Point annotation dataset entries
:::::

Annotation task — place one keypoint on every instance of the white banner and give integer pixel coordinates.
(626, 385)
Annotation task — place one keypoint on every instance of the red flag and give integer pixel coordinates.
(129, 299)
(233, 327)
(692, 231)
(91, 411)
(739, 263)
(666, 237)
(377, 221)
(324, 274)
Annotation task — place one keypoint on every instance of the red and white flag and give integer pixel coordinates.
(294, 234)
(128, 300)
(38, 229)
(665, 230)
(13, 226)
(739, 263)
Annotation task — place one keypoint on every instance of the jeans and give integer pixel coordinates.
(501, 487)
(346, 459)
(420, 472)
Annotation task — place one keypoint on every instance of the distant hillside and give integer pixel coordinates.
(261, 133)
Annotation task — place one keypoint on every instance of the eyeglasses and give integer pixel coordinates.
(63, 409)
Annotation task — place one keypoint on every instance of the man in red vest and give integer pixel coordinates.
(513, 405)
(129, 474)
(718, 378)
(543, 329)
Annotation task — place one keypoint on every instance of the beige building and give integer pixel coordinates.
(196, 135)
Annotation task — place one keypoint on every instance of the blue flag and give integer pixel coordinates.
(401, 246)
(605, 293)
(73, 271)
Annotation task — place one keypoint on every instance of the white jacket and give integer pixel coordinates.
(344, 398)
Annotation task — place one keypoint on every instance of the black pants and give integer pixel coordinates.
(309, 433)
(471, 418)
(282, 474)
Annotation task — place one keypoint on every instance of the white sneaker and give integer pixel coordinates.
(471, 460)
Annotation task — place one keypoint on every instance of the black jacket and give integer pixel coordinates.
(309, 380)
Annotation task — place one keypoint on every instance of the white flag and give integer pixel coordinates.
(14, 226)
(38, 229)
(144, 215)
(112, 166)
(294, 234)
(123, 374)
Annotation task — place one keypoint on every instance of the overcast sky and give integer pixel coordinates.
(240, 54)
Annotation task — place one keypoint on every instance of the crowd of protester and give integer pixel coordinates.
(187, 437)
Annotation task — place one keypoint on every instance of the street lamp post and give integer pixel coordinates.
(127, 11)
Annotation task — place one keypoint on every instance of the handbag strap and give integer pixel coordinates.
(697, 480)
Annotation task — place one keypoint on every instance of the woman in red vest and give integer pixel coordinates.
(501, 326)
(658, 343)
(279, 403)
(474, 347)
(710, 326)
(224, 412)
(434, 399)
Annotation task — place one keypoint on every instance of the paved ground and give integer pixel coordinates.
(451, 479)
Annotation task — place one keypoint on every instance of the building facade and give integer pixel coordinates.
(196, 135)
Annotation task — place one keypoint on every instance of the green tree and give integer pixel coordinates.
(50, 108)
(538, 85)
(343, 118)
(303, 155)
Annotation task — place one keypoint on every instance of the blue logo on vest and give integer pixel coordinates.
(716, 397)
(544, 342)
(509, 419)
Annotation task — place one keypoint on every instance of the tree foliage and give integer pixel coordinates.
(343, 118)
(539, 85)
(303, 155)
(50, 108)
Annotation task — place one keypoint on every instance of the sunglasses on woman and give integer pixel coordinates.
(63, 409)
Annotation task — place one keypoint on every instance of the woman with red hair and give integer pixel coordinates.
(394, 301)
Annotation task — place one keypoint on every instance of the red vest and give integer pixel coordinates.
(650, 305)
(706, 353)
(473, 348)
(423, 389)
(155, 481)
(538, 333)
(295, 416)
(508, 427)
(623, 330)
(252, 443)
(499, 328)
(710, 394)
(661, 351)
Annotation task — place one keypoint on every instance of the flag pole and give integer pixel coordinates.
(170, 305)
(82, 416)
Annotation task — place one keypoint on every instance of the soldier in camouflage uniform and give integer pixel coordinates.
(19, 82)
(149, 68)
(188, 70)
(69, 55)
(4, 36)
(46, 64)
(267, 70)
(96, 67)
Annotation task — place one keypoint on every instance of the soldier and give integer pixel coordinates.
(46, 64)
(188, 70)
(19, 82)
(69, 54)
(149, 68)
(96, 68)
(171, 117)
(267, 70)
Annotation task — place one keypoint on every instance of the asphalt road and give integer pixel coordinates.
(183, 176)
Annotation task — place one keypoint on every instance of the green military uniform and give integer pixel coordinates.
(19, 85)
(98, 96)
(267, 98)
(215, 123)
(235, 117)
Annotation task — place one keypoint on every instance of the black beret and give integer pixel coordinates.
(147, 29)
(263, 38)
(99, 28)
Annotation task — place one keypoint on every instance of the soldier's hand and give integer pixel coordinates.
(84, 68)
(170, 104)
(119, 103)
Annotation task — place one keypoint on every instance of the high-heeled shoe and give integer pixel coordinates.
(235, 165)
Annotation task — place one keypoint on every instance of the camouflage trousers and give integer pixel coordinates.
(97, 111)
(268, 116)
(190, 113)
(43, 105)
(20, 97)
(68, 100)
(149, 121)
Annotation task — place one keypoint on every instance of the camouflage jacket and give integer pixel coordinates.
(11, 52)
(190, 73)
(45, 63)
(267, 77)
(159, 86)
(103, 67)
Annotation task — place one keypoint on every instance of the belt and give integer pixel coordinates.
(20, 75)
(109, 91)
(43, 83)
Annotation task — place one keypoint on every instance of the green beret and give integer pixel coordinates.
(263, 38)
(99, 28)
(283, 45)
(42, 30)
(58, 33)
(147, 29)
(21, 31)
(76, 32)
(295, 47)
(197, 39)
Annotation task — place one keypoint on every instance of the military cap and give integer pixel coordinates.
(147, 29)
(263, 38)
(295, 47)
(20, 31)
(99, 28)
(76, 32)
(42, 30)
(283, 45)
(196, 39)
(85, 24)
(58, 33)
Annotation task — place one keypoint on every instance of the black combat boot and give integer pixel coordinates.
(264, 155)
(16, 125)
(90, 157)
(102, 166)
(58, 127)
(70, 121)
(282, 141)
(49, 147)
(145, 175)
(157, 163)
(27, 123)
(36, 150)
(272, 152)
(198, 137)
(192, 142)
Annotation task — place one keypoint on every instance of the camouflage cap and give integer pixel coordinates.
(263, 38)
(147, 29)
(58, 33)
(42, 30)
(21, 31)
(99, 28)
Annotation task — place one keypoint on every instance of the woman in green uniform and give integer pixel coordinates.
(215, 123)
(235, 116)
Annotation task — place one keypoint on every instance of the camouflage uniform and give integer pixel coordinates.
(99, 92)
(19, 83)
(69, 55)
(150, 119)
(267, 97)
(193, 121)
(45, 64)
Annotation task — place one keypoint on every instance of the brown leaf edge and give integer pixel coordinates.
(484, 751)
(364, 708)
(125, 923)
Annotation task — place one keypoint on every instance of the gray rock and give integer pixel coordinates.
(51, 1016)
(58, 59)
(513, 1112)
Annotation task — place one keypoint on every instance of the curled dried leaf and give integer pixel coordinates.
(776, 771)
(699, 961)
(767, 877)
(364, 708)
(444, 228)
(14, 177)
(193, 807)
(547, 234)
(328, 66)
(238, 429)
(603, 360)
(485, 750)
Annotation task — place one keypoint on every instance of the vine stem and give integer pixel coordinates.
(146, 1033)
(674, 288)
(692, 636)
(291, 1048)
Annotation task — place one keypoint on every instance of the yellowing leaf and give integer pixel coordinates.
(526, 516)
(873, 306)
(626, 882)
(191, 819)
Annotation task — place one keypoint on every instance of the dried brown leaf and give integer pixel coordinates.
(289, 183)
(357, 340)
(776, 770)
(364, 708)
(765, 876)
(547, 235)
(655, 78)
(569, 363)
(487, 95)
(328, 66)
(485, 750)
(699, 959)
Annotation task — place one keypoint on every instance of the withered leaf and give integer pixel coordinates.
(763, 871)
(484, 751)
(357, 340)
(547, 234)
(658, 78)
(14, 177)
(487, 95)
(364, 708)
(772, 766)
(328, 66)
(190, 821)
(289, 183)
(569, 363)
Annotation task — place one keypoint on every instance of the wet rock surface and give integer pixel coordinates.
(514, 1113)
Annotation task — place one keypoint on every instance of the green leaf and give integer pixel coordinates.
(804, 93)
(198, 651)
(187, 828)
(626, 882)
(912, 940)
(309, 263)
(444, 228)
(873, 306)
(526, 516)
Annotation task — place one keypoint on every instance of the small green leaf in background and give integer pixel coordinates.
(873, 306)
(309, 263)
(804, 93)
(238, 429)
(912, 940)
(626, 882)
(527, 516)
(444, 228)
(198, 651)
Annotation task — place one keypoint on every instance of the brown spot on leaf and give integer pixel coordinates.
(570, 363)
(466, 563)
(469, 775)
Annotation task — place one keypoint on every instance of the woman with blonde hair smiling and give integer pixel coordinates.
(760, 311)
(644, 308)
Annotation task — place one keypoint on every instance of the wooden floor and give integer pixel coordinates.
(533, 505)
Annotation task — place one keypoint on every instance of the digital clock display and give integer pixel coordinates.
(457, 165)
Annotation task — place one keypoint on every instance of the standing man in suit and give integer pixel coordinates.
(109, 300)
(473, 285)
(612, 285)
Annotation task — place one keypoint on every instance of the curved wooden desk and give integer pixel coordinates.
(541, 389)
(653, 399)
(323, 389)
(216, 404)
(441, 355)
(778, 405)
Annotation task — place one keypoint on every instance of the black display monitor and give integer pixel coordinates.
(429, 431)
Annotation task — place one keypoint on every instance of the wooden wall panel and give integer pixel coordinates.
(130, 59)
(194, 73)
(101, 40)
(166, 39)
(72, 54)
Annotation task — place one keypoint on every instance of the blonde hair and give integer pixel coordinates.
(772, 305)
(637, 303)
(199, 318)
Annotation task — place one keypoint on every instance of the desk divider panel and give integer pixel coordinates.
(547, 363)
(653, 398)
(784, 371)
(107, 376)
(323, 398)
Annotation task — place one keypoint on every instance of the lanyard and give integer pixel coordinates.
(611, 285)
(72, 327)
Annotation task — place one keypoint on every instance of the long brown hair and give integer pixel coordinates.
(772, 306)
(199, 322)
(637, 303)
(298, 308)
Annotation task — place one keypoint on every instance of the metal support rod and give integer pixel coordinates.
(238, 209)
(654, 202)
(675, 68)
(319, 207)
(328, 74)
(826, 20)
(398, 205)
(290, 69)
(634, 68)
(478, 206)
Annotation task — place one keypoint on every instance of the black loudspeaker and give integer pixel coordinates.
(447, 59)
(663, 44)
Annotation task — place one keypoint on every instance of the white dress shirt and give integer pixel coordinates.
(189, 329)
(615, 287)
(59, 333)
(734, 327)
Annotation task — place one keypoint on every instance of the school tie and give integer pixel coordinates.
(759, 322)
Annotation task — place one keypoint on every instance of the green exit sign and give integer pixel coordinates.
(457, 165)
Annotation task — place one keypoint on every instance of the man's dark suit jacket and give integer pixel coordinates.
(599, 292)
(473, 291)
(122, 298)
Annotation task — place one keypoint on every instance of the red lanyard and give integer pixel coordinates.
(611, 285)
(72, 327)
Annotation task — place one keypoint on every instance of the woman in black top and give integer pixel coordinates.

:::::

◆ Written task
Quote the entries word for word, beginning at the line that contains "sign and give integer pixel coordinates." and continuing through the end of the entries.

◆ Finished task
Annotation task — place one keypoint on every instance of the green exit sign and give integer pixel coordinates.
(457, 165)
Annotation task — place one keypoint on every instance of the man's dark suit jacket and give integer pixel coordinates.
(599, 292)
(473, 291)
(122, 298)
Annotation task — place one keypoint on every instance of the red lanyard and give integer pixel coordinates.
(611, 285)
(72, 327)
Annotation task — place one keypoint on every instance of the woman in black top and give integer pixel coordinates.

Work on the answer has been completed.